● DATA EXTRACTS:

=== Begin Enclosure ===

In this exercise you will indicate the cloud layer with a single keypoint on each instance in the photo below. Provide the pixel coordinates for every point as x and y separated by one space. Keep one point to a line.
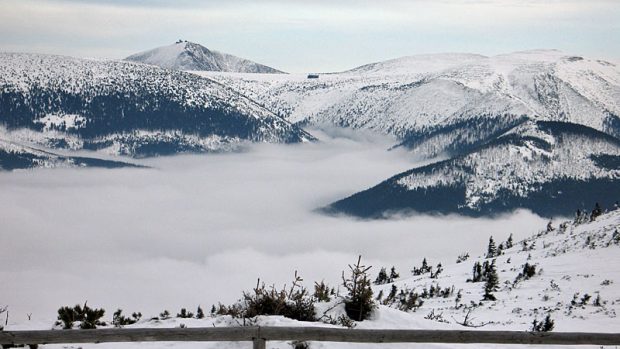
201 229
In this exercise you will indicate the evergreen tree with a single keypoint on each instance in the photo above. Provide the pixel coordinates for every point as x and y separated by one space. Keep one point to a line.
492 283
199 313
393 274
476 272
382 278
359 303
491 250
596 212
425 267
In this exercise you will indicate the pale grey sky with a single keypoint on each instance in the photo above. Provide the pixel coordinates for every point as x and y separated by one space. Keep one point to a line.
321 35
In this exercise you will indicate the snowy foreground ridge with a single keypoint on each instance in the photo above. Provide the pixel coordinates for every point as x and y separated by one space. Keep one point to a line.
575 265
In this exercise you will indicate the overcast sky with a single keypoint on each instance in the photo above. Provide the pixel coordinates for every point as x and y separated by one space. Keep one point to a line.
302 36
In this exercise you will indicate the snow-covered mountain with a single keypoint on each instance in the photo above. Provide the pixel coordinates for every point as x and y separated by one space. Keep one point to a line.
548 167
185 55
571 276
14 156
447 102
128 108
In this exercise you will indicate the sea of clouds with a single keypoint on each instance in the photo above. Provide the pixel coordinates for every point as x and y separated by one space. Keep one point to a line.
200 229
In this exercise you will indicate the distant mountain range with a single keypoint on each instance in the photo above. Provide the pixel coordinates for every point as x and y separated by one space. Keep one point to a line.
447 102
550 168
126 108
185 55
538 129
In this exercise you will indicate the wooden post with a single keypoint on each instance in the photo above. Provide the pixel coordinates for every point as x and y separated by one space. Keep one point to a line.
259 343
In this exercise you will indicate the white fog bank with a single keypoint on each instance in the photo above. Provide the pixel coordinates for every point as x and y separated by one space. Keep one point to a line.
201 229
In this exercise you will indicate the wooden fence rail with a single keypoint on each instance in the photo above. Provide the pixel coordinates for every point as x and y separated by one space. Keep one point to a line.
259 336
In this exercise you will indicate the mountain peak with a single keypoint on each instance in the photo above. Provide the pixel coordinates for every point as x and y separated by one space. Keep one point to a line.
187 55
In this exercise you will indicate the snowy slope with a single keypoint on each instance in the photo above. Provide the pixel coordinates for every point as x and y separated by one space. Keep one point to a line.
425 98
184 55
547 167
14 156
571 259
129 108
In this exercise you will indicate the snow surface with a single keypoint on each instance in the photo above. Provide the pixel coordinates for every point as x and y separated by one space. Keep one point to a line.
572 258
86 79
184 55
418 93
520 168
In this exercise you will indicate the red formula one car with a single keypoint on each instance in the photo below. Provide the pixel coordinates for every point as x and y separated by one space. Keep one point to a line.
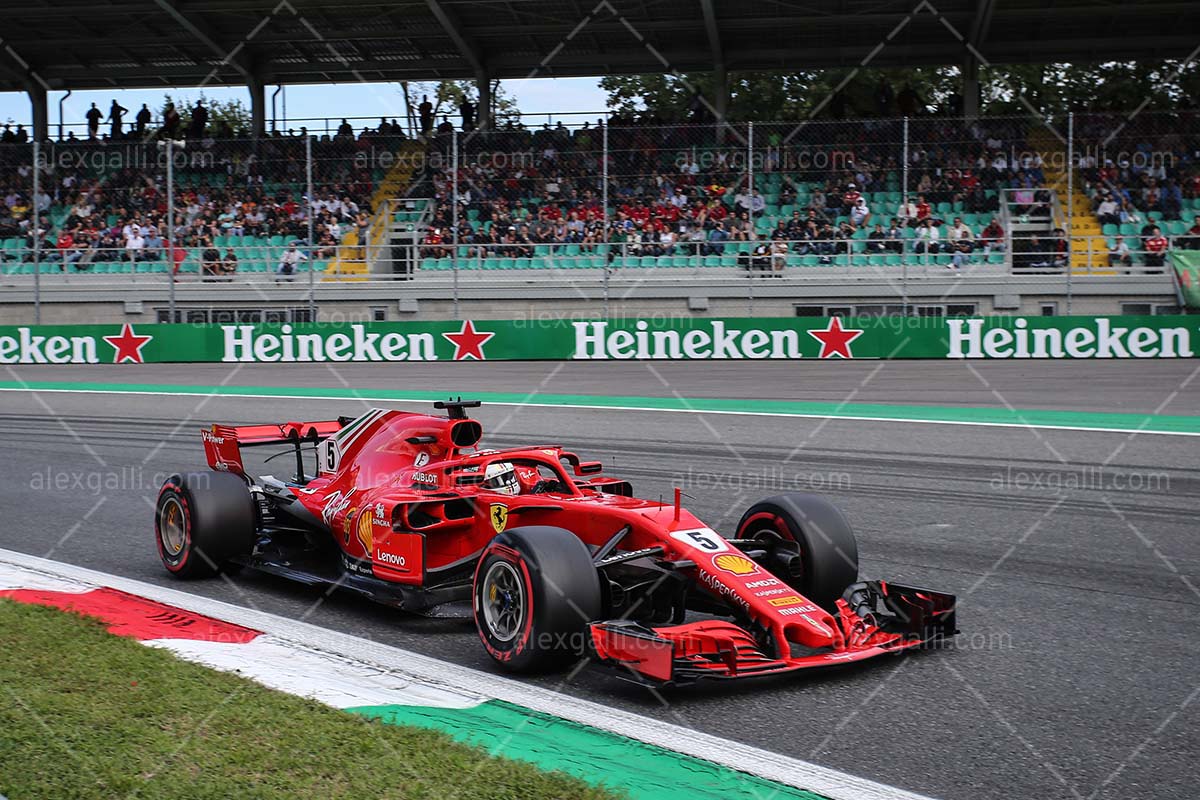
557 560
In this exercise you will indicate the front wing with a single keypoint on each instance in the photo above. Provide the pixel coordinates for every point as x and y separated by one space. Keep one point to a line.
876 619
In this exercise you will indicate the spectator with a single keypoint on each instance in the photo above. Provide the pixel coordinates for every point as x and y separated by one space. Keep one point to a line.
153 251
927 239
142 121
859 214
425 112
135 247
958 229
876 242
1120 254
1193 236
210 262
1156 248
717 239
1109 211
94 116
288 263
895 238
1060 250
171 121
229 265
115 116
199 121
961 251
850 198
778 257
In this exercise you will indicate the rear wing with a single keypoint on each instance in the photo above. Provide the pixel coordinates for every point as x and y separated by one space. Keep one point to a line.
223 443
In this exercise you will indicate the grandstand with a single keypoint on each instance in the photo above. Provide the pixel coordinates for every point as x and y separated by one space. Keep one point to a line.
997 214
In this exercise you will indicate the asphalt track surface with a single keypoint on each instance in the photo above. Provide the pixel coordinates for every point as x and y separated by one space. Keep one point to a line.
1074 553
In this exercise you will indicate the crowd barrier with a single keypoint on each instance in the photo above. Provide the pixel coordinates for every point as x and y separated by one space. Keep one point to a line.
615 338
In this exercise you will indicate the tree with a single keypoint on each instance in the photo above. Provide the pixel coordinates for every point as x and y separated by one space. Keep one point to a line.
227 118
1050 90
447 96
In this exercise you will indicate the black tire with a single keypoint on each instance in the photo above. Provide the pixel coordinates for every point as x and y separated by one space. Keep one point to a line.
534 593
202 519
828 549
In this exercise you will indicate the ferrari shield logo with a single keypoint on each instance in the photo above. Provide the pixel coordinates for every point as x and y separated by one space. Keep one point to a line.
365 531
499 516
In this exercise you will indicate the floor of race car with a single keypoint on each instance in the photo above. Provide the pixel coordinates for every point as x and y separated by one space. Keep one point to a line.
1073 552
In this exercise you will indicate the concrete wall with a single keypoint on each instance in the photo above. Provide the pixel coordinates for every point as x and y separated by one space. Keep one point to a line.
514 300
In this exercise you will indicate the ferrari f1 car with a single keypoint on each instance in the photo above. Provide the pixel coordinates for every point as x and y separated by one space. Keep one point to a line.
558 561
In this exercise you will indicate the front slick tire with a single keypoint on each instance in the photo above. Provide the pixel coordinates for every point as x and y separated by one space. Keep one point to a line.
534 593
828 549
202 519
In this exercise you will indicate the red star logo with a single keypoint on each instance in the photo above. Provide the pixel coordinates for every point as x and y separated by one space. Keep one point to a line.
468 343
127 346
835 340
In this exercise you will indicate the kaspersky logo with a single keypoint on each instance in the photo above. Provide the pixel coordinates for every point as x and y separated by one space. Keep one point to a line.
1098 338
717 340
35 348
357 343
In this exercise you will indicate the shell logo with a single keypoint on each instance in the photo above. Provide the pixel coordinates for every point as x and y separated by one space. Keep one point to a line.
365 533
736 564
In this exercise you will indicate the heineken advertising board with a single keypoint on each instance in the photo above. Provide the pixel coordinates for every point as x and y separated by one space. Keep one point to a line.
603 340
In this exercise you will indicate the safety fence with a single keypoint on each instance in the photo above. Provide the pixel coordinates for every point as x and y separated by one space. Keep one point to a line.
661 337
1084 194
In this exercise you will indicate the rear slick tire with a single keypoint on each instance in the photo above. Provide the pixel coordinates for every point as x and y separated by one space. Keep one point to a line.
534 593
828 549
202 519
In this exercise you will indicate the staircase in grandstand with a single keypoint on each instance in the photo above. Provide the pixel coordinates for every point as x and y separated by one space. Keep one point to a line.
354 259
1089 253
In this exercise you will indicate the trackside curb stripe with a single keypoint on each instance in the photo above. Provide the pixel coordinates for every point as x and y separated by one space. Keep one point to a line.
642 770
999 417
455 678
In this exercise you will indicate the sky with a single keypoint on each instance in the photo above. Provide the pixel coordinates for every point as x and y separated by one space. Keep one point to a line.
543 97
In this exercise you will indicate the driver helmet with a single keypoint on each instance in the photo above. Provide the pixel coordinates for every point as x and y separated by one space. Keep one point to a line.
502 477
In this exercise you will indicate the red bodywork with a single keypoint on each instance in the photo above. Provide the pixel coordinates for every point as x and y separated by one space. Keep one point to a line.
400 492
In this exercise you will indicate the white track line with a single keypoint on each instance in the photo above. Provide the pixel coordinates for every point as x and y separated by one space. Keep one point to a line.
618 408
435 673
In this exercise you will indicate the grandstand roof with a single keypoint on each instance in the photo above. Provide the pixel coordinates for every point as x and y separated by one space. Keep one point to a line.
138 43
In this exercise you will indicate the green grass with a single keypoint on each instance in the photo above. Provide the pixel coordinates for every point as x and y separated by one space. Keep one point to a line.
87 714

=== End Enclosure ===

● WHAT YOU ARE ASKED TO DO:
Repeat the entries word for word and skip the pictures.

● ANSWER TO THE EXERCISE:
In this exercise you will indicate the cloud layer with a single keypoint on each instance in the photo below. Provide the pixel coordinates for every point as x and y separated by one space. Keep one point to a line.
201 229
In this exercise you will indicate the evergreen tree with a single keypoint on each instance in the photo above. Provide the pixel coordinates for every point as x and y separated by one space. Keep one point to a line.
492 283
199 313
393 274
476 272
382 278
359 303
491 250
596 212
425 267
In this exercise you will indicate the pale grey sky with a single keypoint on each instance in the photo above. Provide the pixel coordinates for every point as x and y separated by one space. Keep one point to a line.
321 35
In this exercise you will indicate the snowy foreground ridge with a single keypoint on each instance in the photo above. Provide the pixel coordinates for every point as x and y separated by one space. Keep one point to a line.
575 265
In this exercise you will indicate the overcast sky with a single keypoint on each instance in the photo above. Provide the pixel coordinates for every point as x and y separated by one space. Keep one point to a line.
302 36
In this exercise you will indicate the snow-covered mountain with a single keypoint on each instance in the photo above. Provide the pixel coordinates for every point as x and y separated by one space. Keep one point to a line.
548 167
185 55
571 276
14 156
447 102
128 108
In this exercise you will indicate the sea of clouds with a single keypoint on each instance in the photo above. Provide the pixel coordinates for every point as x and y separated by one space. Keep one point to a line.
200 229
In this exercise you will indicate the distant mountain range with a single keypoint on each instance in the photo above. Provide the pixel coordinates for every point as x and y separated by one space. Keep one point to a line.
447 102
550 168
126 108
185 55
538 129
In this exercise you will indicate the wooden post with a single keypoint on each instance in the photo above. Provide the pixel coordinates for every point as x and y separated by one space. Keep one point to a line.
259 343
In this exercise you will indicate the white fog bank with a single keypoint on each instance in the photo above. Provide the pixel coordinates for every point as x and y separated by one space. Keep one point to a line.
201 229
In this exercise you will indicate the wooden fence rail with a single keypoint on each instance in the photo above. Provide the pixel coordinates for every point as x and y separated by one space. Keep one point to a line.
259 336
In this exercise you will indicate the mountain peak with a single keypoint on each instance in the photo above. Provide the pixel coordinates for every point as x and y separated by one space. Keep one point to a line.
187 55
In this exercise you will indicate the snowy slope with a single keypoint on each instance in the photo above. Provide the pixel coordinates for every point as x and y separated by one space. Keep one point to a line.
425 98
184 55
547 167
14 156
571 259
129 108
In this exercise you will indicate the snow surface with a single keypoint on each instance in the photo above. Provide the pixel coordinates for every point as x and y separated by one space. Keep one point to a line.
572 258
86 79
184 55
418 93
520 168
In this exercise you will indicate the red formula one car with a single keypoint on each instance in the photo below. Provide the pixel coordinates for every point as x and y separated by one space. Keep one point to a line.
557 560
In this exercise you will indicate the front wing with a single keypoint on each instance in the photo above. Provide the pixel coordinates for every point as x and y separated by one space. Keep one point to a line.
876 619
In this exercise you will indicate the spectator with a single keypoint on each instance in the photo above. Provide the pixel coordinates for every point as x and y separated by one space. Keep one point to a line.
153 251
927 239
142 121
859 214
425 112
135 247
958 229
876 242
1120 254
1193 236
210 262
1156 248
717 239
1109 211
94 116
288 263
895 238
1060 250
171 121
229 265
115 116
199 121
961 251
850 198
778 257
In this exercise you will indicate the rear wing with a single keypoint on each instance in the photo above. Provide the pixel coordinates for every point as x and y separated by one space. Keep one point to a line.
223 443
In this exercise you will indicate the grandstand with a single keypoint on each instance in the photo above. Provide the pixel coordinates for every point as x and y separated by one space. Keep one point to a line.
997 214
In this exercise you will indicate the asphalt track surface with a single keypoint on each instance in the photo above. Provide the pixel coordinates for every point as x and y separated by one space. Keep one point to a line.
1074 553
In this exercise you will indicate the crowd barrier with a single keypoint on each instance in the photo above. Provide the pixel coordinates for every point as x and y separated by one space. Keep one point to a line.
615 338
In this exercise you will indicate the tree with a single keypoint on each instance in the photo above. Provide the pixel coordinates for every point as x and y separated by one space. Keep one point to a line.
227 118
1050 90
447 96
In this exercise you will indicate the black tire with a single keypoint on each instance in the photo above. Provide the pixel coordinates for every point as x and y separated by one space. Keep one point to a line.
534 593
202 519
828 549
In this exercise you will indicate the ferrari shield logo with a single keypoint on each instance in the photo above. Provide the pixel coordinates for every point as x and y separated by one space. Keep one point to a line.
365 531
499 516
In this exercise you will indicate the floor of race car with a single keypoint on each instance in the photo above. Provide the pixel coordinates for every point as x and y separated by one space. Keep one point to a line.
1073 552
In this exercise you will indicate the concrete wall with a single keypoint on each instance in the photo above. Provide the pixel coordinates for every point as x and y separated by one space. Keep one point to a line.
514 300
In this exercise you will indicate the ferrari f1 car with a single keypoint on each instance in the photo above. Provide the pixel coordinates for every point as x and y separated by one space. Keep one point to a line.
558 561
In this exercise you will indicate the front slick tire with a single keypoint on each instance in the photo above. Provide the pixel coordinates for every point as x and y separated by one space. Keep one point to a line.
534 593
828 549
202 519
In this exercise you will indicate the red star logo with a single keypoint on each instance in the photo above. Provide the pixel coordinates for every point as x and y separated by one space. Keep one point to a line.
468 343
127 346
835 340
In this exercise you will indicate the kaspersky logo with a single keypoint on each instance in the photo above. Provide the pixel coordinates for every point as x and y separated by one space. Keep one point to a line.
1098 338
717 340
35 348
357 343
In this exercise you will indicate the shell logo with a single keypoint on each instance in the photo above. Provide the pixel coordinates for every point as x and y separated by one space. Keep one point to a line.
365 533
736 564
In this exercise you will indicate the heineken advertising board with a single keypoint on each instance in the photo above. Provide the pixel coordinates for every point as x and y separated by one space. Keep one point to a line.
603 340
In this exercise you will indicate the safety fence with a single keypoint on each instance in the photo above. Provide the pixel coordinates for every point as x and y separated by one space. Keep one point to a line.
661 337
1084 194
In this exercise you will indicate the rear slick tire with a single keypoint on each instance in the photo above. Provide the pixel coordinates for every point as x and y separated by one space. Keep one point to a line.
534 593
828 549
202 519
In this exercise you will indicate the staircase in grandstand with a single keypoint on each instance in the photo above. Provide the pixel coordinates for every point as x and y separated by one space. Keep one point to a line.
354 259
1089 253
In this exercise you will indicate the trackside curb stripe with a single keypoint on each instance in the photo above. Provide the pixel coordinates for every point as x and y separated by one space. Keep one point to a line.
642 770
999 417
455 678
In this exercise you will indicate the sky with a single keypoint on each instance in the photo above. Provide the pixel coordinates for every point as x and y separated by one space. Keep one point to a line.
543 97
In this exercise you will indicate the driver helmet with a single keypoint on each instance in the photo above. Provide the pixel coordinates for every point as x and y separated by one space. Keep one point to a line.
502 477
In this exercise you will indicate the red bodywork with a single keypoint on each instance in the photo above. Provide the pixel coordinates for every point as x and y separated by one space. Keep one point to a line.
400 492
In this exercise you will indicate the white track line with a single keypoint on each instance in the photo above. Provide the pixel coordinates for every point as x and y separated by one space. Keep one point to a line.
618 408
435 673
In this exercise you will indicate the grandstand roof with a single keypoint on each instance in the photo above. Provide the pixel coordinates for every point as x and y separated by one space. Keep one point to a line.
138 43
In this exercise you will indicate the green grass with a single keypoint on each instance in the photo above. Provide the pixel coordinates for every point as x and y separated by one space. Keep one point to a line.
87 714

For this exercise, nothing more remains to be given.